*Text extract*
Note that one process 10 may execute a plurality of tasks in parallel. Even in the same process 10, a plurality of tasks using different CNN algorithm models may be combined and processed in a pipeline manner in a face recognition use case and the like.


An IP core 71 in the FPGA 70 is a hardware accelerator that executes a plurality of types of models while switching the models. The IP core 71 is, for example, an inference circuit that implements convolution calculation of CNN. Once the circuit is configured in the IP core 71, various CNN models can be switched and used without reconfiguring the circuit. However, in order to switch a plurality of types of models executed by the IP core 71, a switching time occurs.


Here, there are appropriate models for each use case such as image classification, face authentication, person (pose) detection, object detection, and sign/lane detection. For example, a task of the image classification uses a model called Resnet50 to infer whether the input image is a cat image or a dog image. Furthermore, even in the same CNN algorithm, if the learning method is different, the CNN algorithm may be used as separate CNN models.


Note that premises of processing of switching models in the IP core 71 is as follows.


(Premise 1) The FPGA 70 starts a task using a model in response to a notification from the CPU, and performs a lookaside type process of returning the processing to the CPU at the end of the task.


(Premise 2) Before each task is executed by the FPGA 70, in a case where the model used by the task is not set in the IP core 71, a certain time of resetting time is required (corresponding to switching of the CNN models).


(Premise 3) After the IP core 71 is switched to a model A, a plurality of tasks using the model A can be continuously processed without the need to switch the IP core 71 until another task using another model B is executed.

*Written request 1*
Translate this sentence from the passage on switching CNN models in an FPGA into Spanish: "The IP core 71 is, for example, an inference circuit that implements convolution calculation of CNN."
*Written request 2*
Carry on the passage on switching CNN models in an FPGA, starting after its final sentence about Premise 3.

(Data entries)

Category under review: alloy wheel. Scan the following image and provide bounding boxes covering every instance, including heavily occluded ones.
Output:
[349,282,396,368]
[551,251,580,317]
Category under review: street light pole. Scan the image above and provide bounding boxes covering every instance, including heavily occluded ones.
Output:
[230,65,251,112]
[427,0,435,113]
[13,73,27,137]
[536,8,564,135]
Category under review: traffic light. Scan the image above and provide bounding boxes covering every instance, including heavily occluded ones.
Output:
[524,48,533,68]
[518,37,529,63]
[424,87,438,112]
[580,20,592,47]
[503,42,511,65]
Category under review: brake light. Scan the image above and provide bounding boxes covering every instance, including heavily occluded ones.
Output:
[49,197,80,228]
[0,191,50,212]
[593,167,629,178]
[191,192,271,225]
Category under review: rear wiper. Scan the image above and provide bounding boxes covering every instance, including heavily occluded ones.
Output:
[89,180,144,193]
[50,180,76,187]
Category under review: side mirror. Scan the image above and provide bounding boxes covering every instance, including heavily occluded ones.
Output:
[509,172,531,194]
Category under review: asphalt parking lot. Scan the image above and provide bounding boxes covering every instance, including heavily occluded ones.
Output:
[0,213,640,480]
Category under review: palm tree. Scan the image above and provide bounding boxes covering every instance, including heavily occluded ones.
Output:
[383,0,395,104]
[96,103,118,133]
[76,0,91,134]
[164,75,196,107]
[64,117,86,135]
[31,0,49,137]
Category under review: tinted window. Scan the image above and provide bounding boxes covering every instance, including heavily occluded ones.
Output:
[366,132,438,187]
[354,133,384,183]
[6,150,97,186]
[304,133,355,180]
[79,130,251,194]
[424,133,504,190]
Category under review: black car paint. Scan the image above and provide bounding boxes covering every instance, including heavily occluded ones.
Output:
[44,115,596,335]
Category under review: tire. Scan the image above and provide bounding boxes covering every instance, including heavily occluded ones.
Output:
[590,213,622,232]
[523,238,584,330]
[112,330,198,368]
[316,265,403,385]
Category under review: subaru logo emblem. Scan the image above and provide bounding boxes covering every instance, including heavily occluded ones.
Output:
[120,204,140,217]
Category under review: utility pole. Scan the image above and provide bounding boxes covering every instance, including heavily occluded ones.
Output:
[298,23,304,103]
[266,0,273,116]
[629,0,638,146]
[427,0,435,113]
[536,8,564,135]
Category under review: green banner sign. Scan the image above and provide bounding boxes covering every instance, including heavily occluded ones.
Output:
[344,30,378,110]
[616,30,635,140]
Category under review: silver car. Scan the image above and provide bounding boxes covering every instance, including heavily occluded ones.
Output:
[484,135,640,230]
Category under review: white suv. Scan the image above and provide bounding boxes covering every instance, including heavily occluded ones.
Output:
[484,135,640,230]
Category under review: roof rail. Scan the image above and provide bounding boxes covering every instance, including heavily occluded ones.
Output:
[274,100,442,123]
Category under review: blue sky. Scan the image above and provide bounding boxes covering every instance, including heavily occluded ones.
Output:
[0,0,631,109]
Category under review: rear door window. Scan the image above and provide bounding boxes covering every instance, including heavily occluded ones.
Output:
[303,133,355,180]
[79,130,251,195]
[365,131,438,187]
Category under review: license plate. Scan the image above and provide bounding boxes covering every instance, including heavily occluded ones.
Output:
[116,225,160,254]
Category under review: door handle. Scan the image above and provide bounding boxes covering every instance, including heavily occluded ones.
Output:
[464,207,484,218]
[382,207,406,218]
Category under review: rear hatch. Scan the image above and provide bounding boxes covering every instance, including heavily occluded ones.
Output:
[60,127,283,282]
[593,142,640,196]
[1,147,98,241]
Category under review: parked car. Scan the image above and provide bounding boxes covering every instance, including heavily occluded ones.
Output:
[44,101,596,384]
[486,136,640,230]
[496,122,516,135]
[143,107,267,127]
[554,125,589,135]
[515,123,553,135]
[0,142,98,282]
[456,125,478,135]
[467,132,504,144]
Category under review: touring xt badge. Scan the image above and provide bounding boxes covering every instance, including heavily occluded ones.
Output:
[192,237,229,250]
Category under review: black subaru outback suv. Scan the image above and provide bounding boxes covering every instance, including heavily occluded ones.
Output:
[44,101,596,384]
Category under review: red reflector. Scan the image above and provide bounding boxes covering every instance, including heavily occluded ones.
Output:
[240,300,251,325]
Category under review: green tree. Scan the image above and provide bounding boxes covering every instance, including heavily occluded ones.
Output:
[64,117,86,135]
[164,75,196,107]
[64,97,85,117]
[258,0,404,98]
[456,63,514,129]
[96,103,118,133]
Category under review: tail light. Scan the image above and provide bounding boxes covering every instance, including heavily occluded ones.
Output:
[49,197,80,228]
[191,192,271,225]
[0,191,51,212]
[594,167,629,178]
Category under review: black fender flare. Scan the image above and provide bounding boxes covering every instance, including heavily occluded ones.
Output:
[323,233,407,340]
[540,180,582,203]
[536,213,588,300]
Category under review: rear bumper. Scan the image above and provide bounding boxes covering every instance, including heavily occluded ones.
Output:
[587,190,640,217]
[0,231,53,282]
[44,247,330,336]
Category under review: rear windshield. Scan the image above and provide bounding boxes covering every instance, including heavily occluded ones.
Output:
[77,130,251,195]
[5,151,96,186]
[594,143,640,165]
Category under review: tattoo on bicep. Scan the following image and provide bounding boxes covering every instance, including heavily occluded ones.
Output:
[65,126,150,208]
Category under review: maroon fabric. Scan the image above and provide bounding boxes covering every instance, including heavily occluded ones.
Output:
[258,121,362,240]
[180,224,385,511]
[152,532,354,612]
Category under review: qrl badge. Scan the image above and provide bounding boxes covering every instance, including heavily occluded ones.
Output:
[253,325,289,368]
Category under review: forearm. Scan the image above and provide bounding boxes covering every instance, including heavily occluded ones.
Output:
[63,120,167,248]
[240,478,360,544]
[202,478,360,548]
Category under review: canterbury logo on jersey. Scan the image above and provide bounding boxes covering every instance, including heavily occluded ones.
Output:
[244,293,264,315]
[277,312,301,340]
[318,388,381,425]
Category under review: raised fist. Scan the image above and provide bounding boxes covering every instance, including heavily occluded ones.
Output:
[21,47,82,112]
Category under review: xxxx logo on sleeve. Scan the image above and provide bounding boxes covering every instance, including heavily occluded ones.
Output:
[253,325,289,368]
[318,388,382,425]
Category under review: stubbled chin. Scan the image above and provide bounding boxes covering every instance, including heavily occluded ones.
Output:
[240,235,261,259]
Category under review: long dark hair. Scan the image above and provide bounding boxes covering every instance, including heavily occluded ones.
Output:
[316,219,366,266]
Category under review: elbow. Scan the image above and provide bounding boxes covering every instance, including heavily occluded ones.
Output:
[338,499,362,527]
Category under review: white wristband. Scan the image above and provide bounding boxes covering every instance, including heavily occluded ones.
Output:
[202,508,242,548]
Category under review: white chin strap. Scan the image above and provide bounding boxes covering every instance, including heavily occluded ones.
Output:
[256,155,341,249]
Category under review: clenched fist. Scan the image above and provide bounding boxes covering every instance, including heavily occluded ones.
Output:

*Exercise output 1*
El núcleo IP 71 es, por ejemplo, un circuito de inferencia que implementa el cálculo de convolución de una CNN.

*Exercise output 2*
(Premise 4) It is assumed that the switching time of the IP core 71 and the execution time of actual processing using the model are constant and can be acquired on the platform side (FPGA control unit 50 to be described later). However, each model execution request from each process 10 is aperiodic and unpredictable.


The scheduling device 100 includes a controller unit 30, a common unit 40, a queue 43, an FPGA control unit 50, and a scheduler unit 60 as a control unit that switches a model on the IP core 71. Details of the controller unit 30, the FPGA control unit 50, and the scheduler unit 60 will be described later with reference to FIG. 2.


Each process 10 notifies the controller unit 30 of a model A request 21, which is an execution request of a task using the model A, and a model B request 22, which is an execution request of a task using the model B, as model requests 20.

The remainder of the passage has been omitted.